Top of DATA FOR REVIEW
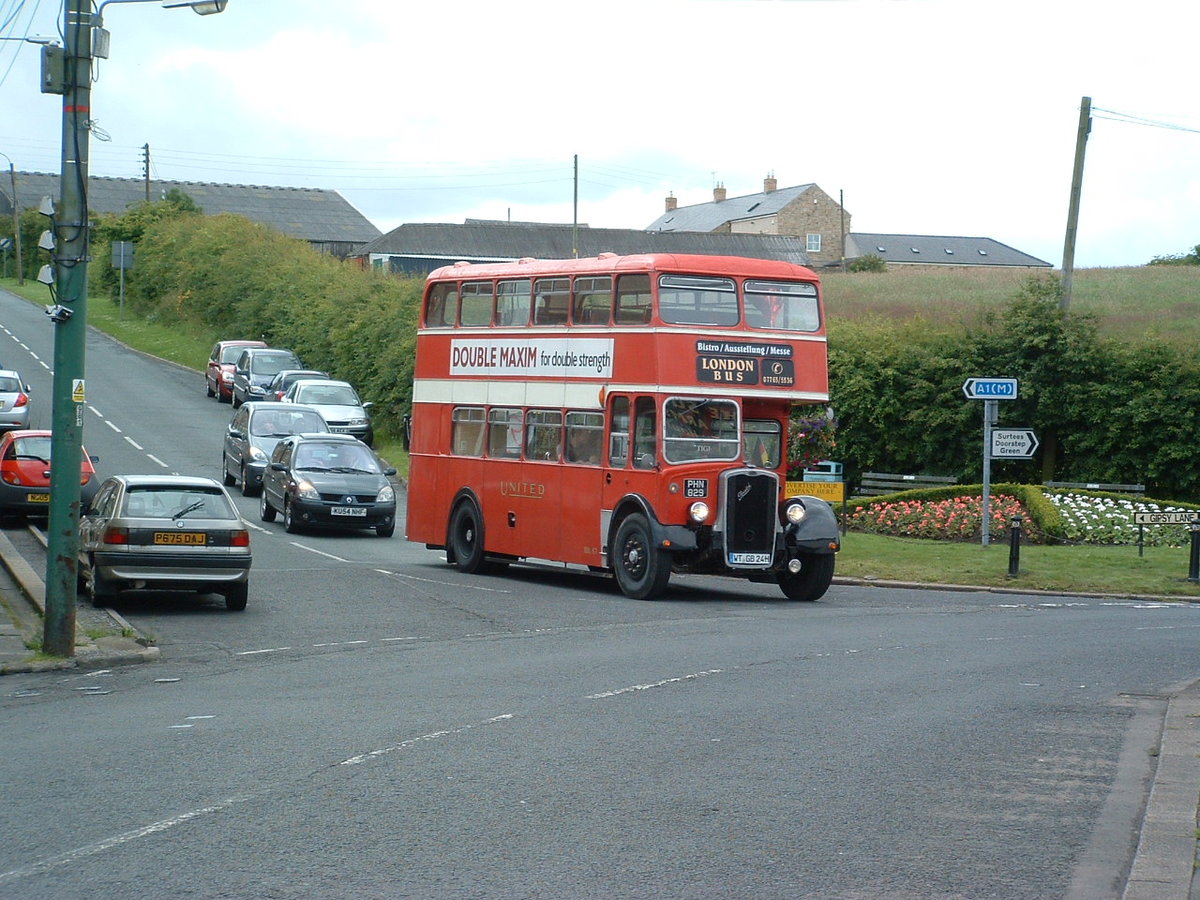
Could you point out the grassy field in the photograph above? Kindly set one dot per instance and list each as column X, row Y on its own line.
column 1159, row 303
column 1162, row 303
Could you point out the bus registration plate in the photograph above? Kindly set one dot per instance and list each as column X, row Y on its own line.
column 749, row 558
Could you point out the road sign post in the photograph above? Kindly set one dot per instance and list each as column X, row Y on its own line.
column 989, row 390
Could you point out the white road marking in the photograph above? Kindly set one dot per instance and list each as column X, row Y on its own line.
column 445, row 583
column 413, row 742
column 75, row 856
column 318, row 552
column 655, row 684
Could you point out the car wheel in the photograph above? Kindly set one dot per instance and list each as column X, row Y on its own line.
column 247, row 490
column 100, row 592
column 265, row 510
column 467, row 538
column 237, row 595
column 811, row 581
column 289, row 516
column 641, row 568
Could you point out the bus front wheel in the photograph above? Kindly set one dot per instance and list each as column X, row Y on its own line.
Bottom of DATA FOR REVIEW
Top of DATA FOR REVIEW
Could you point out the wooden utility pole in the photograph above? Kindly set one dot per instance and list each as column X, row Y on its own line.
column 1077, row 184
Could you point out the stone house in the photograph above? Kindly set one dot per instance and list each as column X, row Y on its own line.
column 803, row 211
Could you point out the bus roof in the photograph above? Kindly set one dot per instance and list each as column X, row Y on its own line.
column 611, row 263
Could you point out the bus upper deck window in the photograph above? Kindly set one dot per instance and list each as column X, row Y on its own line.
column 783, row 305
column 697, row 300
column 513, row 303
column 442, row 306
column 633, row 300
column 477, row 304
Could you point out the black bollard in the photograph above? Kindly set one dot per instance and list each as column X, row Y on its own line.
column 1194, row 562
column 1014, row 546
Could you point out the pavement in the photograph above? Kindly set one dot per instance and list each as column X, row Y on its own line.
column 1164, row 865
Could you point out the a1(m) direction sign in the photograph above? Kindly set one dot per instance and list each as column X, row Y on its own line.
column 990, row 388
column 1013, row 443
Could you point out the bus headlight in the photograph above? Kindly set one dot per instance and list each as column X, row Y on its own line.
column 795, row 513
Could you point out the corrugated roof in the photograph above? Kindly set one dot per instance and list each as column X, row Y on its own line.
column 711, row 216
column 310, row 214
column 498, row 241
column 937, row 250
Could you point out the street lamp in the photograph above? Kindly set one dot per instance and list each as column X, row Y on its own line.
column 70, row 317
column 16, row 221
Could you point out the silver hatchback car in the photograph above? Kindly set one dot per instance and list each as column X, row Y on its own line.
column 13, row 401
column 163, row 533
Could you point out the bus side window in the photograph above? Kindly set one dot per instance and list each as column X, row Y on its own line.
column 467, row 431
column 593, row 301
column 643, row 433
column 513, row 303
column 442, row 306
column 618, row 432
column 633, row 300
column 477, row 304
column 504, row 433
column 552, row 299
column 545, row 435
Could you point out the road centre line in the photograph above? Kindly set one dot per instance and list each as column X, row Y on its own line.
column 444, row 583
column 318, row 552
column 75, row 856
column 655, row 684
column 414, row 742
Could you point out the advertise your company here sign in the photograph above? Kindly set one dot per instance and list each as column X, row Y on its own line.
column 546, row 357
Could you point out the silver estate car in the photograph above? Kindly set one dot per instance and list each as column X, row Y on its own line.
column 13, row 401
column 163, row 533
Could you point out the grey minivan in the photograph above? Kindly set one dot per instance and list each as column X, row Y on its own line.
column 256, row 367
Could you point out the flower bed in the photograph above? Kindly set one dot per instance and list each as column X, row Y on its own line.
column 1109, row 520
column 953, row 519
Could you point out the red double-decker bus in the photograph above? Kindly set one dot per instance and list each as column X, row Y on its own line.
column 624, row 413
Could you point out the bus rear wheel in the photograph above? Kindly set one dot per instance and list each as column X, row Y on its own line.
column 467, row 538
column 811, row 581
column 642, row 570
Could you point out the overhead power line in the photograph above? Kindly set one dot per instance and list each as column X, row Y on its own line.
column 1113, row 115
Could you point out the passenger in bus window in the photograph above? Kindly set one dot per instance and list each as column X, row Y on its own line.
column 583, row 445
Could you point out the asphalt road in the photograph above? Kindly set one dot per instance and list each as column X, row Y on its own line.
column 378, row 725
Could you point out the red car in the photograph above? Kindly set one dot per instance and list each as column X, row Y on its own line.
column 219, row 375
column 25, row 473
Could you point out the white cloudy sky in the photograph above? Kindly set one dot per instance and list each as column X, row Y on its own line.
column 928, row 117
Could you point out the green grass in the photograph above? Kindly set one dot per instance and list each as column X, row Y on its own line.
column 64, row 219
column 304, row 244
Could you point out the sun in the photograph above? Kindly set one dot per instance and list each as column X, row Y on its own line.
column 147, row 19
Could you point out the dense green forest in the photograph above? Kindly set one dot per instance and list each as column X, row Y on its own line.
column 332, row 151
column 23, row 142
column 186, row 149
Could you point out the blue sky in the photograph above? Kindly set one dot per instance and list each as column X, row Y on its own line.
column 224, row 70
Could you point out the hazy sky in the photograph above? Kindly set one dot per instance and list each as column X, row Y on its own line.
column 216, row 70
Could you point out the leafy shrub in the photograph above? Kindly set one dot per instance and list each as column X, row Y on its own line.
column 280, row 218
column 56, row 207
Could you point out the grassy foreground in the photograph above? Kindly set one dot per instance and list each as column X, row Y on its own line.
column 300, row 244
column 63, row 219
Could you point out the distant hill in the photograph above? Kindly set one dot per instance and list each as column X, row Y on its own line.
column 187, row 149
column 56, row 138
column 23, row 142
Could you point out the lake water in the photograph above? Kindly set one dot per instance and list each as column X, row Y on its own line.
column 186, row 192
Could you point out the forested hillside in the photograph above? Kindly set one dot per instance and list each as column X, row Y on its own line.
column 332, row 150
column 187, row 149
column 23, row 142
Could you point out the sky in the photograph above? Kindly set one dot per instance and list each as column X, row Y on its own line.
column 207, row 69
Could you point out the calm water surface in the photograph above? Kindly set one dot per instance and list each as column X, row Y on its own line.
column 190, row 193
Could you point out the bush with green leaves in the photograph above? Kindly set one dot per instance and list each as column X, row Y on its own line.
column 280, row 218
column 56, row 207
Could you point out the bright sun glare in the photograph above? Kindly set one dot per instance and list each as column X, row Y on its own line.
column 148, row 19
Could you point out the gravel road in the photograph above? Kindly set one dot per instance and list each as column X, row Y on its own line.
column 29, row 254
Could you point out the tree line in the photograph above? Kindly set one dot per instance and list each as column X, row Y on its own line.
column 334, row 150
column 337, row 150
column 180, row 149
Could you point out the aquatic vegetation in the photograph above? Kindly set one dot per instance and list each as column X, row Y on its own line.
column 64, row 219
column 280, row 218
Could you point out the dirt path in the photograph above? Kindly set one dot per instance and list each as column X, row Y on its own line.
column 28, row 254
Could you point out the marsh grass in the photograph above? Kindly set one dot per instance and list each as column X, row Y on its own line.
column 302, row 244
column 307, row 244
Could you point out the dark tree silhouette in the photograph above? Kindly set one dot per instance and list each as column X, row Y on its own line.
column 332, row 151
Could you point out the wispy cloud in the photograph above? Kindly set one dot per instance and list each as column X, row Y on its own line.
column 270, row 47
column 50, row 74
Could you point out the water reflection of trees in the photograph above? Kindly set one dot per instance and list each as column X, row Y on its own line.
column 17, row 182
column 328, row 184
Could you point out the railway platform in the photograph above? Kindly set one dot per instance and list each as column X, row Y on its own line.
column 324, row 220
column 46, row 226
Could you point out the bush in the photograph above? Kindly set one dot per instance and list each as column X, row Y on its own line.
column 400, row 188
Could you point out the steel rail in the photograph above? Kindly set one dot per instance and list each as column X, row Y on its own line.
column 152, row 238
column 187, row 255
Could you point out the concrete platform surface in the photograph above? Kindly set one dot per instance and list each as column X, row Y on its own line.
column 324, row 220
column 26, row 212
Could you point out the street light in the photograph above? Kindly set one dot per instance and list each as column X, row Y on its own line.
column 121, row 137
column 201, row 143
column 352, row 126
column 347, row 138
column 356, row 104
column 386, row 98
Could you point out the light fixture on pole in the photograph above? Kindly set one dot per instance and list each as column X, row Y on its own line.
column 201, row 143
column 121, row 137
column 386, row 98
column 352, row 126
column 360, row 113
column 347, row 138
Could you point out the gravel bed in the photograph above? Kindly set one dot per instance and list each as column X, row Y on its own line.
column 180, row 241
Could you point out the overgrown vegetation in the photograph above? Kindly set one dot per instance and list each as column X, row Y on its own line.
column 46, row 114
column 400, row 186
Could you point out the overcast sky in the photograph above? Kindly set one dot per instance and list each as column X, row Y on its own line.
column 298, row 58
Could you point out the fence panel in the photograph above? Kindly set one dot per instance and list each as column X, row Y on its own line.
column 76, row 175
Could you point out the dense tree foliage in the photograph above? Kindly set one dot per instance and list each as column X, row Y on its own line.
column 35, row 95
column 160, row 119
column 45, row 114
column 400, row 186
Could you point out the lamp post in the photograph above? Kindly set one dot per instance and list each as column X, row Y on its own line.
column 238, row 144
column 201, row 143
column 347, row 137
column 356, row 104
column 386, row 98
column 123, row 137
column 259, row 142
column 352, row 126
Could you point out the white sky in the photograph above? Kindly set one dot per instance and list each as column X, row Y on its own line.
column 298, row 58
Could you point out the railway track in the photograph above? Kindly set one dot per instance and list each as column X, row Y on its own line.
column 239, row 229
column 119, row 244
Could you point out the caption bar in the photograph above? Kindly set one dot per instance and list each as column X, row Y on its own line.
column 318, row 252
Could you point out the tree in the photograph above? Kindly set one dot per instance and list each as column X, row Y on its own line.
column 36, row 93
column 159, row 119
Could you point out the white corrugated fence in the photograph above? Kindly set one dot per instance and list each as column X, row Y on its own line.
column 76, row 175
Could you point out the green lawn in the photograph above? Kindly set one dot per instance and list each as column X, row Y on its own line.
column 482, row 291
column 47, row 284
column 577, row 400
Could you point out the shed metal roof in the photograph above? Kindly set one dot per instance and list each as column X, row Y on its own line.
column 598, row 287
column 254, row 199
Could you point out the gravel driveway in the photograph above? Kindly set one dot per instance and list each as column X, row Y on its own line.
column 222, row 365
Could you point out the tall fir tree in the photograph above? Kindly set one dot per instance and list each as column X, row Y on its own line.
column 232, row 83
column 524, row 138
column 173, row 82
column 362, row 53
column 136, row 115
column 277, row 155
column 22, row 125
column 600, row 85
Bottom of DATA FOR REVIEW
* [YOUR ASSIGNMENT] The entries above hold a line with "Could you point out the grassy field" and a later line with "Could you point out the bus front". Write out exactly those lines and all lines between, nothing more.

* [OUTPUT FOR THIS TASK]
Could you point out the grassy field in the photograph above? Kindly set one dot per instance and list each as column X, row Y on its own line.
column 1159, row 303
column 1162, row 303
Could you point out the bus registration plate in the photograph above? Kindly set one dot per instance and list each as column X, row Y on its own line.
column 749, row 558
Could you point out the road sign post in the photograph above? Kindly set one dot per instance and list each as column X, row Y on its own line.
column 989, row 390
Could you point out the white road marking in the photograph above? Kindly set one dot per instance and list each as column X, row Y on its own line.
column 445, row 583
column 413, row 742
column 75, row 856
column 318, row 552
column 655, row 684
Could you point out the car wheel in the photograph above? Kindly set one dot per instance and list each as column X, row Y on its own line.
column 247, row 490
column 100, row 592
column 265, row 510
column 467, row 538
column 237, row 595
column 811, row 581
column 289, row 516
column 641, row 568
Could you point out the bus front wheel in the photograph above? Kindly set one dot per instance and list each as column X, row Y on its own line.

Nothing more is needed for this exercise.